From the entries below, reproduce word for word the lines starting at the line that contains "task: trace the outline of the framed" and ending at the line that contains "33), (184, 27)]", with both of those lines included.

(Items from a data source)
● ● ● ● ●

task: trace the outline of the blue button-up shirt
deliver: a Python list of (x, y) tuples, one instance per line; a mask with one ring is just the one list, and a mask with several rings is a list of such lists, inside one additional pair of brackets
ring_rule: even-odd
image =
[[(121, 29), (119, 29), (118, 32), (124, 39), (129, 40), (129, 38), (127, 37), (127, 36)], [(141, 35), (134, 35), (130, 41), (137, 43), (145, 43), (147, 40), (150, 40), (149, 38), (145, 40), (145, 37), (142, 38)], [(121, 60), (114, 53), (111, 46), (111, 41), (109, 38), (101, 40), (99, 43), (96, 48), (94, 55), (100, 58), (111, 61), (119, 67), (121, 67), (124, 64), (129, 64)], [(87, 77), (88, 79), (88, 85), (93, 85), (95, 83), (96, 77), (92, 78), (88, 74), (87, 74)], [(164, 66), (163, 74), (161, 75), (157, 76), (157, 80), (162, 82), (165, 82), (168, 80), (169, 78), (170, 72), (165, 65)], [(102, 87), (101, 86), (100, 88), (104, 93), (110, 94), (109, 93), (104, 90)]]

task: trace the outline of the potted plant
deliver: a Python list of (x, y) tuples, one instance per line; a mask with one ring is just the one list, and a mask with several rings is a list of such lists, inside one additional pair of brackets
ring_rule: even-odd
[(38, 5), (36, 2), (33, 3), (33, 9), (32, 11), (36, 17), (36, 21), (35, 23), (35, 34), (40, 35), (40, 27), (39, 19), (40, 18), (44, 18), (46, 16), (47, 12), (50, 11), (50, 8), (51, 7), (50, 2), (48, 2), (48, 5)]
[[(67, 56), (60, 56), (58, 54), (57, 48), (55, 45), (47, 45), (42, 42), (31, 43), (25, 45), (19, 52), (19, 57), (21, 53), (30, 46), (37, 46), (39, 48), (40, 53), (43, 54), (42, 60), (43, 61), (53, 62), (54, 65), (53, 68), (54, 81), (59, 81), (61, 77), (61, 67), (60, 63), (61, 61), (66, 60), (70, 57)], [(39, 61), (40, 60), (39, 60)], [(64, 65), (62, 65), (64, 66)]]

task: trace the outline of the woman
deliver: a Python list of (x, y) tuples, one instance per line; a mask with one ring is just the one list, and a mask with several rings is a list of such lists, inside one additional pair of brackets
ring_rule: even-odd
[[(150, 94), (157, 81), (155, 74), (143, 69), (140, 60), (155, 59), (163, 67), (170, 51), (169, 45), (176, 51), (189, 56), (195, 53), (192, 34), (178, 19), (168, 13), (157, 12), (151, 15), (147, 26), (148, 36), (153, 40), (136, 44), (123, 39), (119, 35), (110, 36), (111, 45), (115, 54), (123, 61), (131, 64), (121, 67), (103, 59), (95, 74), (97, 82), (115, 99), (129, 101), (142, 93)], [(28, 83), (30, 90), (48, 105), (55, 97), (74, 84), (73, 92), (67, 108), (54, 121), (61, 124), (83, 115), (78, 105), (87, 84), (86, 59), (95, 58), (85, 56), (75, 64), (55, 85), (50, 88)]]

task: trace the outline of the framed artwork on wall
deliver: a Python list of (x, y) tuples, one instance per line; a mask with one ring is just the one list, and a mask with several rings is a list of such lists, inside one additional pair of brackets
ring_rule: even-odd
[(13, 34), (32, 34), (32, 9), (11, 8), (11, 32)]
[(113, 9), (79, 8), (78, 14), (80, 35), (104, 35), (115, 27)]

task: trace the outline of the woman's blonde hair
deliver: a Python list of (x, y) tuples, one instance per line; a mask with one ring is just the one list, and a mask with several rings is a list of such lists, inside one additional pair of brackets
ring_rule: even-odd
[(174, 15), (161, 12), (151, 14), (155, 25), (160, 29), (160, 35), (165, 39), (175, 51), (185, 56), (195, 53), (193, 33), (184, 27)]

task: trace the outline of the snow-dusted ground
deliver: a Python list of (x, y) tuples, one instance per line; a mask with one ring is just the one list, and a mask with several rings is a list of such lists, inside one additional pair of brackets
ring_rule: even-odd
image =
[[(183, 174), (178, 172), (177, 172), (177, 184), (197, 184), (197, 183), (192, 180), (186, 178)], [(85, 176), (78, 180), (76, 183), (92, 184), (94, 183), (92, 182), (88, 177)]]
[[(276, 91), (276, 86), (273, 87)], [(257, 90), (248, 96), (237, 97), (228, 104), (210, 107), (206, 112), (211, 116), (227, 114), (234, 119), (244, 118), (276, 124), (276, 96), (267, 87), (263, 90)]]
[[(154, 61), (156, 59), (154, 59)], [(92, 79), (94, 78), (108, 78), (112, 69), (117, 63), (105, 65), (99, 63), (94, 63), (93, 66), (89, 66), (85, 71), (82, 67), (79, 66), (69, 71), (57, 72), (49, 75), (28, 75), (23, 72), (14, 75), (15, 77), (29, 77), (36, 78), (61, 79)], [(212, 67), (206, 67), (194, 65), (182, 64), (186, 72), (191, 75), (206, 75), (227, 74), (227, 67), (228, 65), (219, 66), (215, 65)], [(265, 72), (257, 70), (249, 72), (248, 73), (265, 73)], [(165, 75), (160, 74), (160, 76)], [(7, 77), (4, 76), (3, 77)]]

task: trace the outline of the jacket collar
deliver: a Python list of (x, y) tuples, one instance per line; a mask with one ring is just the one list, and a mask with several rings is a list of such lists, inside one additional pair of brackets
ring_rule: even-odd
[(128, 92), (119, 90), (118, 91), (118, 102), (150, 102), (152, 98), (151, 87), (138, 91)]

● ● ● ● ●

[THE RESULT]
task: trace the outline of the framed artwork on wall
deliver: a Python list of (x, y) tuples, one instance per line; a mask with one ring is just the one list, and a mask with several rings is a list of such lists, inside one additional pair of brackets
ring_rule: even-odd
[(13, 34), (32, 34), (32, 9), (11, 8), (11, 32)]
[(113, 9), (79, 8), (78, 14), (80, 35), (104, 35), (115, 27)]

task: trace the outline of the woman's blonde hair
deliver: a Python list of (x, y) tuples, one instance per line; a mask with one ring is just the one list, and a mask with several rings is a list of such lists, inside one additional pair of brackets
ring_rule: even-odd
[(174, 15), (161, 12), (151, 14), (155, 25), (160, 29), (160, 35), (165, 39), (175, 51), (185, 56), (195, 53), (193, 33), (184, 27)]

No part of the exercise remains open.